A crankshaft contains two or more centrally-located coaxial cylindrical ("main") journals and one or more offset cylindrical crankpin ("rod") journals. The V8 crankshaft pictured in Figure 1 has five main journals and four rod journals.
Figure 1
The crankshaft main journals rotate in a set of supporting bearings ("main bearings"), causing the offset rod journals to rotate in a circular path around the main journal centers, the diameter of which is twice the offset of the rod journals. The diameter of that path is the engine "stroke", which is the distance the piston moves from one end to the other end of its cylinder. The big ends of the connecting rods ("conrods") contain bearings ("rod bearings") which ride on the offset rod journals.
For details on the operation of crankshaft bearings, see our ENGINE BEARINGS page. For details on crankshaft design and implementation, see our CRANKSH\\HAFT DESIGN page.
The small end of the conrod is attached to the piston by means of a floating cylindrical pin ("wristpin", or in British, a "gudgeon pin"). The rotation of the big end of the conrod on the rod journal causes the small end, which is constrained by the piston to be coincident with the cylinder axis, to move the piston up and down the cylinder axis.
Figure 2: TDC
The following description explains the not-so-obvious characteristics of the motion which the crankshaft / conrod mechanism imparts to the piston.
Figure 2 shows a sectional end-view of a Crankshaft, Connecting rod and Piston (CCP) mechanism when the piston is at the furthest extent of its upward (away from the crankshaft) travel, which is known as the top dead center (TDC) position (even in upside-down and horizontal engines).
The furthest extent of the piston's downward (toward the crankshaft) travel is known as the bottom dead center (BDC) position.
In the CCP mechanism shown, the crankshaft has a 4.000 inch stroke and the center-to-center length of the conrod is 6.100 inches. The rod to stroke ratio (R / S) is the center-to-center length of the conrod divided by the stroke. In this example, the R / S is 6.100 / 4.000 = 1.525.
This ratio is important because it has a significant influence on piston motion asymmetry (explained below), and on the resulting vibration and balance characteristics, as well as certain performance characteristics.
(NOTE: If you believe that installing longer connecting rods will increase an engine's stroke, there's no need for you to go any further on this page, or on this entire site, for that matter.)
For purposes of this discussion, the extended centerline of the cylinder bore intersects the center of the crankshaft main bearing, and the wristpin is coincident with the cylinder centerline (defined as zero wristpin offset). Although the following descriptions apply strictly to configurations with zero wristpin offset, the general observations apply to nonzero offset configurations as well.
Figure 3: 90° After TDC
It is important to understand that the motion of the piston within 90° before and after TDC is not symmetric with the motion 90° before and after BDC. The rotation of the crankshaft when the crankpin moves from the TDC position to 90° after TDC (and from 90° BTDC to TDC) moves the piston substantially MORE than half the stroke value. Conversely, the rotation of the crankshaft from the 90° ATDC (or 90° BBDC) to the BDC position moves the piston substantially LESS than half the stroke value. This asymmetry of motion is important because it is the source of several interesting properties relating to the operation, performance and longevity of a piston engine.

**********

• _REQUIRED WORK_
**A)** In the crankshaft text, what is the rod to stroke ratio of the mechanism shown?
**B)** Echo everything in the crankshaft text from "In the CCP mechanism" down to "for that matter.)".

Extracted records:
**********

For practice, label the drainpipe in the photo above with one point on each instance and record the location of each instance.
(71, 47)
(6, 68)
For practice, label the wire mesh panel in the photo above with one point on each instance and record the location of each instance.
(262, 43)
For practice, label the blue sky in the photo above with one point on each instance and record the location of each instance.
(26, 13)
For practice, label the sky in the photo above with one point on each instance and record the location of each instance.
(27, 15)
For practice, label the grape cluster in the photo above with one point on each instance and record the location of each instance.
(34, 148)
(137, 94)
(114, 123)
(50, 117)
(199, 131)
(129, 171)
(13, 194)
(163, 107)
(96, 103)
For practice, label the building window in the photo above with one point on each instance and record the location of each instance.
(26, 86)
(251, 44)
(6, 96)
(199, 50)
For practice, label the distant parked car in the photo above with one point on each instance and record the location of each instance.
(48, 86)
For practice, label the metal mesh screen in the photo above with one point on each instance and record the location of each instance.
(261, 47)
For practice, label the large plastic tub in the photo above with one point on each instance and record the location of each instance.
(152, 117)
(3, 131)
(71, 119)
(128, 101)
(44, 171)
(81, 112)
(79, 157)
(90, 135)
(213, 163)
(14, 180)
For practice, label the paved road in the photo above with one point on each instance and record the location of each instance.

**********

• _ANSWERS FOR THE EXERCISE_
**A)** 1.525

**B)**
In the CCP mechanism shown, the crankshaft has a 4.000 inch stroke and the center-to-center length of the conrod is 6.100 inches. The rod to stroke ratio (R / S) is the center-to-center length of the conrod divided by the stroke. In this example, the R / S is 6.100 / 4.000 = 1.525.
This ratio is important because it has a significant influence on piston motion asymmetry (explained below), and on the resulting vibration and balance characteristics, as well as certain performance characteristics.
(NOTE: If you believe that installing longer connecting rods will increase an engine's stroke, there's no need for you to go any further on this page, or on this entire site, for that matter.)